WHAT NEEDS TO BE DONE
Write out each line of the entries below that holds the word "sleeve".

Saved entries:
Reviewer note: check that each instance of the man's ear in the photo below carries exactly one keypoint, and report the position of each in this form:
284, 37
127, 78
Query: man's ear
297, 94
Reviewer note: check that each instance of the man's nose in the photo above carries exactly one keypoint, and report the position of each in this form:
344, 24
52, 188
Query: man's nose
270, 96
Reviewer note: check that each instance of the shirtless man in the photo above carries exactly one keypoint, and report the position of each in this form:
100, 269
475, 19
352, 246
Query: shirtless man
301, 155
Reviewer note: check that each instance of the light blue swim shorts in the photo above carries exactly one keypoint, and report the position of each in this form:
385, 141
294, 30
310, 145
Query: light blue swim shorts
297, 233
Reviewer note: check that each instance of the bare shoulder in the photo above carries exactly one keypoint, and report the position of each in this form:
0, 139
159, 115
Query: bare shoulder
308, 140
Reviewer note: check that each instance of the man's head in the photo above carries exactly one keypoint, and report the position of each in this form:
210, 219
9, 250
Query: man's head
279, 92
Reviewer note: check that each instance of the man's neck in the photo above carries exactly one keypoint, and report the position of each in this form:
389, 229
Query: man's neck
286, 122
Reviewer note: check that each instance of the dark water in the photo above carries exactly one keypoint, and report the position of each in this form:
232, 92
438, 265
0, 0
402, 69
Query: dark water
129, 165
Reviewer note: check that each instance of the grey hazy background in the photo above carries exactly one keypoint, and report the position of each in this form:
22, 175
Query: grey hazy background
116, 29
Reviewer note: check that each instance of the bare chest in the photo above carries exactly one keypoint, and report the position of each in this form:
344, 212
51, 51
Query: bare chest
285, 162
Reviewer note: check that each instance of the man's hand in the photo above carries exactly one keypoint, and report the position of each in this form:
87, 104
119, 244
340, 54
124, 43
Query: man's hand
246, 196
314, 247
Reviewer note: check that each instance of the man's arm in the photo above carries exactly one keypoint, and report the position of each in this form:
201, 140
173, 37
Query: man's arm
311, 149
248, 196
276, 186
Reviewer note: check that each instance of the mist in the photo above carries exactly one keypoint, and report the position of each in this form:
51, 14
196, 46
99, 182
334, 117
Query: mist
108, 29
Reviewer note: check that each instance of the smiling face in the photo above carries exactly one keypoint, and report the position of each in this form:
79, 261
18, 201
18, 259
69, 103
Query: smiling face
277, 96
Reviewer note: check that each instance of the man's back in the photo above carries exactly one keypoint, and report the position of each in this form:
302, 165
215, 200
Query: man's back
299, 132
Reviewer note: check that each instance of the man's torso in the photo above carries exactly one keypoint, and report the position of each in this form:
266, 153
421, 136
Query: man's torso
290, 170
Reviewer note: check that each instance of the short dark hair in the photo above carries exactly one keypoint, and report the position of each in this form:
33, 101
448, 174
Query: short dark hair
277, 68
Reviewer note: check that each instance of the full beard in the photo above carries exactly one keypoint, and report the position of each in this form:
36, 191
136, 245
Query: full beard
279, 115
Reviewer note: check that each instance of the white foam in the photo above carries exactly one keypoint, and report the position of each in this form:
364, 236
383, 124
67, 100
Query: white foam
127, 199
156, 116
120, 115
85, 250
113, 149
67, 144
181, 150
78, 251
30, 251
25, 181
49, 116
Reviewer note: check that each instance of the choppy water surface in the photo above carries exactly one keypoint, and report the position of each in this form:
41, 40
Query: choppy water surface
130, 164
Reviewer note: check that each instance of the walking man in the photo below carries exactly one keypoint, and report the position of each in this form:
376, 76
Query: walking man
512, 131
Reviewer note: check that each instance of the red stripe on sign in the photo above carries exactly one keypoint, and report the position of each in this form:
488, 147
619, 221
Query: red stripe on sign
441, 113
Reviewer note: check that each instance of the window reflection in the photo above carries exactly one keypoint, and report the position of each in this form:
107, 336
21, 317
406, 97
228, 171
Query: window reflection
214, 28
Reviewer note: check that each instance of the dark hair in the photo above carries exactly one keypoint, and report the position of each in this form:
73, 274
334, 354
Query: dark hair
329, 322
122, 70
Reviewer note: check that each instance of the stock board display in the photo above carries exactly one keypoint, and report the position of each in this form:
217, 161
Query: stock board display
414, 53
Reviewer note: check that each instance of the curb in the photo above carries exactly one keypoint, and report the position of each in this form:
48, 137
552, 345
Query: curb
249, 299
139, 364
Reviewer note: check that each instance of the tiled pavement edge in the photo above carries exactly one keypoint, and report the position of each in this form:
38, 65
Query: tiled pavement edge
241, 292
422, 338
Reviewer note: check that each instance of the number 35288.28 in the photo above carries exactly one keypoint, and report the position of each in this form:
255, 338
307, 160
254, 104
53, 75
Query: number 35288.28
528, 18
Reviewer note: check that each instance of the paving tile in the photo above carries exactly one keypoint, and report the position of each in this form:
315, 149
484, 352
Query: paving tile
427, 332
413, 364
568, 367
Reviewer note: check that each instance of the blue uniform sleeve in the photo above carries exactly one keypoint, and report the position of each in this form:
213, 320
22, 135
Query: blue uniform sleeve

SOLUTION
Reviewer note: check that each instance of the blue uniform sleeve in the photo above carries exactly one keypoint, and report the position of each in this form:
Query: blue uniform sleeve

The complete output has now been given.